### AIM
Copy each of these records line for line, leaving the pictures out of your copy.

Data extracted from a collection:
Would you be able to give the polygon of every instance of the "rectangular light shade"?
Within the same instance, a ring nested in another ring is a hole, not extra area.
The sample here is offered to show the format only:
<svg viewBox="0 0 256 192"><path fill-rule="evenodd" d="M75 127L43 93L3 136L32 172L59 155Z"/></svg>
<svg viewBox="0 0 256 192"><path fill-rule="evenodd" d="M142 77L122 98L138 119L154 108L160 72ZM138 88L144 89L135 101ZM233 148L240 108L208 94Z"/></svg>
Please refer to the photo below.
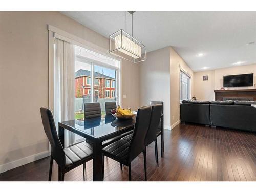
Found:
<svg viewBox="0 0 256 192"><path fill-rule="evenodd" d="M132 40L121 34L117 35L115 38L116 49L120 48L120 51L136 59L141 57L141 47Z"/></svg>
<svg viewBox="0 0 256 192"><path fill-rule="evenodd" d="M110 36L110 53L133 63L146 59L145 46L122 29Z"/></svg>

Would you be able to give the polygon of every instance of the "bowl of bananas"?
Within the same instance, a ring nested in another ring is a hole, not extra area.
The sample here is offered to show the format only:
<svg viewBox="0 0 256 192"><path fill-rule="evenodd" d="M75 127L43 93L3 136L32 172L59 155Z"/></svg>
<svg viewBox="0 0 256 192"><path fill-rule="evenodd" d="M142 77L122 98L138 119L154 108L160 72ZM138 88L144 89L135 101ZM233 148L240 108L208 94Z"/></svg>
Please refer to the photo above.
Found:
<svg viewBox="0 0 256 192"><path fill-rule="evenodd" d="M111 114L118 119L131 119L137 114L136 111L133 111L131 109L121 108L118 105L117 108L111 110Z"/></svg>

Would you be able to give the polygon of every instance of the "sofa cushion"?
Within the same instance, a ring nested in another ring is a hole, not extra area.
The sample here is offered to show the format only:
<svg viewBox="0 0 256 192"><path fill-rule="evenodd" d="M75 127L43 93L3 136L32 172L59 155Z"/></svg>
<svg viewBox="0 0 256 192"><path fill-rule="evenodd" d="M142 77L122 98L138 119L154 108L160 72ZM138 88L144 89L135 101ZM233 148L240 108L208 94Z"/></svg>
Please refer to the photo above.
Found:
<svg viewBox="0 0 256 192"><path fill-rule="evenodd" d="M210 104L209 101L195 101L192 99L188 99L186 101L185 103L190 104Z"/></svg>
<svg viewBox="0 0 256 192"><path fill-rule="evenodd" d="M256 101L234 101L236 105L247 105L251 106L252 104L256 104Z"/></svg>
<svg viewBox="0 0 256 192"><path fill-rule="evenodd" d="M234 101L232 100L227 101L211 101L211 104L233 104Z"/></svg>

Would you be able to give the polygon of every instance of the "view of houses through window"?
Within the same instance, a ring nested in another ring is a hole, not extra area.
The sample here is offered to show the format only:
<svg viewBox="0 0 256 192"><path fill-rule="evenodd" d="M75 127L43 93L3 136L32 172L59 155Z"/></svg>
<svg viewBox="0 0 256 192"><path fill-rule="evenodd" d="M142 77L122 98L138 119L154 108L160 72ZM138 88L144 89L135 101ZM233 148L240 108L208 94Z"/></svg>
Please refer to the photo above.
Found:
<svg viewBox="0 0 256 192"><path fill-rule="evenodd" d="M190 98L190 77L183 71L180 72L180 100Z"/></svg>
<svg viewBox="0 0 256 192"><path fill-rule="evenodd" d="M75 118L77 120L83 120L84 103L99 102L104 117L105 102L116 101L117 64L117 61L76 46Z"/></svg>

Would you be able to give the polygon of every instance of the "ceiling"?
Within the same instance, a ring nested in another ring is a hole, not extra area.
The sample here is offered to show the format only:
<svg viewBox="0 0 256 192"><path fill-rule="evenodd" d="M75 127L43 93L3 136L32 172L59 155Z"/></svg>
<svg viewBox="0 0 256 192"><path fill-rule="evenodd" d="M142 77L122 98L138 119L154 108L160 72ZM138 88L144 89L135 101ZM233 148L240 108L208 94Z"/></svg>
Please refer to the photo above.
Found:
<svg viewBox="0 0 256 192"><path fill-rule="evenodd" d="M107 38L125 29L124 11L61 12ZM256 11L136 11L133 36L147 52L172 46L194 71L256 63Z"/></svg>

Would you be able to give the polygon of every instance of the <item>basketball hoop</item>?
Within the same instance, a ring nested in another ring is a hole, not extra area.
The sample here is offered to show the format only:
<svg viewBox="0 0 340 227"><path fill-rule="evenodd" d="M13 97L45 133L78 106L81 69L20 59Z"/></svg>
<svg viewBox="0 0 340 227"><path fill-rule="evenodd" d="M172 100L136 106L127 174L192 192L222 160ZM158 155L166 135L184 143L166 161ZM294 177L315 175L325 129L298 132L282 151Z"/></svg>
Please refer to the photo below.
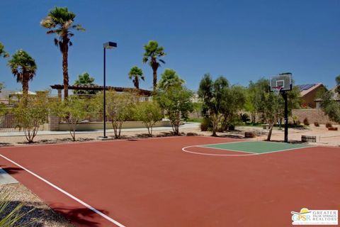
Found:
<svg viewBox="0 0 340 227"><path fill-rule="evenodd" d="M278 86L278 87L271 87L271 91L274 92L276 94L278 94L281 91L283 87L281 86Z"/></svg>

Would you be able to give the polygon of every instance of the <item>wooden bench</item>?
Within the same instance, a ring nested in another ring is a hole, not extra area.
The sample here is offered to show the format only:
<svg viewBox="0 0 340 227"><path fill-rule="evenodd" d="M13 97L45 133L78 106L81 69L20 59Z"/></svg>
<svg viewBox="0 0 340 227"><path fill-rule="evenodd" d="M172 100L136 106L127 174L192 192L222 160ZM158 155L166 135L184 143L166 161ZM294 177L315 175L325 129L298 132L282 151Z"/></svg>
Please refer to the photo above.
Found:
<svg viewBox="0 0 340 227"><path fill-rule="evenodd" d="M301 135L302 142L317 142L317 137L315 135Z"/></svg>
<svg viewBox="0 0 340 227"><path fill-rule="evenodd" d="M245 132L244 133L244 138L254 138L255 133L252 132Z"/></svg>

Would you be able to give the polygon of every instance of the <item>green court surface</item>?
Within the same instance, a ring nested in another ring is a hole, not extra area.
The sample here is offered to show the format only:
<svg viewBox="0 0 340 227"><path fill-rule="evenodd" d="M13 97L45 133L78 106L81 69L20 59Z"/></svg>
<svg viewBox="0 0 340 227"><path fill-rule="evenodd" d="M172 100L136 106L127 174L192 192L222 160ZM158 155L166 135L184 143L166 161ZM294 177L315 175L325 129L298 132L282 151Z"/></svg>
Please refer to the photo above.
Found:
<svg viewBox="0 0 340 227"><path fill-rule="evenodd" d="M276 151L298 149L301 148L310 147L310 145L278 142L247 141L210 144L201 145L200 147L261 154Z"/></svg>

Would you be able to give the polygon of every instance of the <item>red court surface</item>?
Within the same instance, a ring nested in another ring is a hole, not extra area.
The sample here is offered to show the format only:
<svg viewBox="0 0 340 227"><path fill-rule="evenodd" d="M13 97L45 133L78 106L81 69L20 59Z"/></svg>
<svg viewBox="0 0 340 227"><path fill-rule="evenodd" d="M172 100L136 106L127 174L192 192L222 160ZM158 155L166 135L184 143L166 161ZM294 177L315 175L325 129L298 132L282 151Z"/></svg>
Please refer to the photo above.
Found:
<svg viewBox="0 0 340 227"><path fill-rule="evenodd" d="M0 165L79 226L290 226L292 211L339 210L339 148L222 157L182 151L232 141L171 137L0 148L106 218L8 160L0 157Z"/></svg>

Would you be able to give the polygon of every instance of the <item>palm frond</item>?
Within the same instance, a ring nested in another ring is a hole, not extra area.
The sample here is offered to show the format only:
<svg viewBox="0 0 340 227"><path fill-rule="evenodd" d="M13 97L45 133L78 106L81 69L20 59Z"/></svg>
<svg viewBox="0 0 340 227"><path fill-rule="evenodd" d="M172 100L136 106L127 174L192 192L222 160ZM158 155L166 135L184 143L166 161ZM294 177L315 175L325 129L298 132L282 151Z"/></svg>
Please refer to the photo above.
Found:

### WRITTEN REPLY
Would you be able to give the polygon of every instance of the "rectangular light shade"?
Within the same instance, a ring nested in another ring is a hole, not extra area.
The sample here is offered to show the format only:
<svg viewBox="0 0 256 192"><path fill-rule="evenodd" d="M75 127L43 93L3 136L32 172L59 155Z"/></svg>
<svg viewBox="0 0 256 192"><path fill-rule="evenodd" d="M142 77L122 98L138 119L154 108L160 72ZM138 88L144 89L135 101ZM233 148L240 108L208 94Z"/></svg>
Please refer to the photo below.
Found:
<svg viewBox="0 0 256 192"><path fill-rule="evenodd" d="M132 40L121 34L117 35L115 38L116 49L120 48L120 51L136 59L141 57L141 47Z"/></svg>
<svg viewBox="0 0 256 192"><path fill-rule="evenodd" d="M110 36L110 53L133 63L146 59L145 46L122 29Z"/></svg>

Would you be able to give the polygon of every instance of the "bowl of bananas"?
Within the same instance, a ring nested in another ring is a hole, not extra area.
The sample here is offered to show the format only:
<svg viewBox="0 0 256 192"><path fill-rule="evenodd" d="M75 127L43 93L3 136L32 172L59 155Z"/></svg>
<svg viewBox="0 0 256 192"><path fill-rule="evenodd" d="M142 77L122 98L138 119L154 108L160 72ZM138 88L144 89L135 101ZM233 148L240 108L208 94Z"/></svg>
Please refer to the photo above.
Found:
<svg viewBox="0 0 256 192"><path fill-rule="evenodd" d="M111 114L118 119L131 119L137 114L136 111L133 111L131 109L121 108L118 105L117 108L111 110Z"/></svg>

Would you be able to give the polygon of every instance of the "sofa cushion"?
Within the same instance, a ring nested in another ring is a hole, not extra area.
The sample here is offered to show the format only:
<svg viewBox="0 0 256 192"><path fill-rule="evenodd" d="M75 127L43 93L3 136L32 172L59 155Z"/></svg>
<svg viewBox="0 0 256 192"><path fill-rule="evenodd" d="M142 77L122 98L138 119L154 108L160 72ZM138 88L144 89L135 101ZM233 148L240 108L208 94Z"/></svg>
Please refer to the photo above.
Found:
<svg viewBox="0 0 256 192"><path fill-rule="evenodd" d="M210 104L209 101L195 101L192 99L188 99L186 101L185 103L190 104Z"/></svg>
<svg viewBox="0 0 256 192"><path fill-rule="evenodd" d="M256 101L234 101L236 105L247 105L251 106L252 104L256 104Z"/></svg>
<svg viewBox="0 0 256 192"><path fill-rule="evenodd" d="M234 101L232 100L227 101L211 101L211 104L233 104Z"/></svg>

Would you be able to give the polygon of every instance of the "view of houses through window"?
Within the same instance, a ring nested in another ring is a hole, not extra area.
The sample here is offered to show the format only:
<svg viewBox="0 0 256 192"><path fill-rule="evenodd" d="M75 127L43 93L3 136L32 172L59 155Z"/></svg>
<svg viewBox="0 0 256 192"><path fill-rule="evenodd" d="M142 77L122 98L138 119L154 108L160 72ZM138 88L144 89L135 101ZM233 148L240 108L208 94Z"/></svg>
Please refer to the photo above.
Found:
<svg viewBox="0 0 256 192"><path fill-rule="evenodd" d="M190 98L190 77L183 71L180 72L180 100Z"/></svg>
<svg viewBox="0 0 256 192"><path fill-rule="evenodd" d="M75 118L77 120L83 120L84 103L99 102L104 117L105 102L116 101L117 64L117 61L76 46Z"/></svg>

Would you be able to give the polygon of every instance of the "ceiling"?
Within the same instance, a ring nested in another ring is a hole, not extra area.
The sample here is offered to show the format only:
<svg viewBox="0 0 256 192"><path fill-rule="evenodd" d="M75 127L43 93L3 136L32 172L59 155Z"/></svg>
<svg viewBox="0 0 256 192"><path fill-rule="evenodd" d="M142 77L122 98L138 119L154 108L160 72ZM138 88L144 89L135 101ZM233 148L240 108L208 94Z"/></svg>
Please refer to the photo above.
Found:
<svg viewBox="0 0 256 192"><path fill-rule="evenodd" d="M107 38L125 29L124 11L61 12ZM256 11L136 11L133 36L147 52L172 46L194 71L256 63Z"/></svg>

Would you be able to give the polygon of every instance of the <item>basketball hoop</item>?
Within the same instance, a ring nested in another ring is a hole, not extra area.
The sample here is offered to show the format only:
<svg viewBox="0 0 340 227"><path fill-rule="evenodd" d="M13 97L45 133L78 106L81 69L20 59Z"/></svg>
<svg viewBox="0 0 340 227"><path fill-rule="evenodd" d="M172 100L136 106L127 174L192 192L222 160ZM158 155L166 135L184 143L166 161ZM294 177L315 175L325 129L298 132L282 151Z"/></svg>
Please refer to the photo below.
Found:
<svg viewBox="0 0 340 227"><path fill-rule="evenodd" d="M278 86L278 87L271 87L271 91L274 92L276 94L278 94L281 91L283 87L281 86Z"/></svg>

Would you be able to give the polygon of every instance of the <item>wooden bench</item>?
Within the same instance, a ring nested in another ring is a hole, not extra area.
The sample here is offered to show the format only:
<svg viewBox="0 0 340 227"><path fill-rule="evenodd" d="M13 97L45 133L78 106L81 69L20 59Z"/></svg>
<svg viewBox="0 0 340 227"><path fill-rule="evenodd" d="M172 100L136 106L127 174L192 192L222 160ZM158 155L166 135L184 143L166 161ZM294 177L315 175L325 129L298 132L282 151Z"/></svg>
Please refer to the photo above.
Found:
<svg viewBox="0 0 340 227"><path fill-rule="evenodd" d="M301 135L302 142L317 142L317 137L315 135Z"/></svg>
<svg viewBox="0 0 340 227"><path fill-rule="evenodd" d="M245 132L244 133L244 138L254 138L255 133L252 132Z"/></svg>

Would you be able to give the polygon of every instance of the <item>green court surface</item>?
Within the same instance, a ring nested in another ring is a hole, not extra area.
The sample here is offered to show the format only:
<svg viewBox="0 0 340 227"><path fill-rule="evenodd" d="M13 97L45 133L78 106L81 69L20 59Z"/></svg>
<svg viewBox="0 0 340 227"><path fill-rule="evenodd" d="M172 100L136 106L127 174L192 192L222 160ZM158 155L166 135L184 143L166 161ZM294 177L315 175L325 129L298 132L282 151Z"/></svg>
Please refer to the photo above.
Found:
<svg viewBox="0 0 340 227"><path fill-rule="evenodd" d="M276 151L298 149L301 148L310 147L310 145L278 142L247 141L210 144L201 145L200 147L261 154Z"/></svg>

Would you be able to give the polygon of every instance of the <item>red court surface</item>?
Within the same instance, a ring nested in another ring is a hole, not extra area.
The sample here is offered to show the format only:
<svg viewBox="0 0 340 227"><path fill-rule="evenodd" d="M13 97L45 133L78 106L81 69L20 59Z"/></svg>
<svg viewBox="0 0 340 227"><path fill-rule="evenodd" d="M172 100L136 106L127 174L192 192L222 160ZM158 155L166 135L184 143L166 161ZM294 177L315 175L325 129L298 132L282 151Z"/></svg>
Please refer to the photo above.
Found:
<svg viewBox="0 0 340 227"><path fill-rule="evenodd" d="M0 165L79 226L290 226L292 211L339 210L339 148L222 157L182 151L232 141L171 137L0 148L106 218L8 160L0 157Z"/></svg>

Would you be able to give the polygon of every instance of the <item>palm frond</item>?
Within the same instance, a ring nested in another ring is a hole, not extra area.
The sample here is offered to show the format only:
<svg viewBox="0 0 340 227"><path fill-rule="evenodd" d="M13 97L45 133L78 106L81 69L20 59Z"/></svg>
<svg viewBox="0 0 340 227"><path fill-rule="evenodd" d="M172 100L136 106L127 174L192 192L222 160ZM158 155L166 135L184 143L166 161ZM294 177L315 175L325 129L298 132L282 151Z"/></svg>
Please refer to the photo above.
Found:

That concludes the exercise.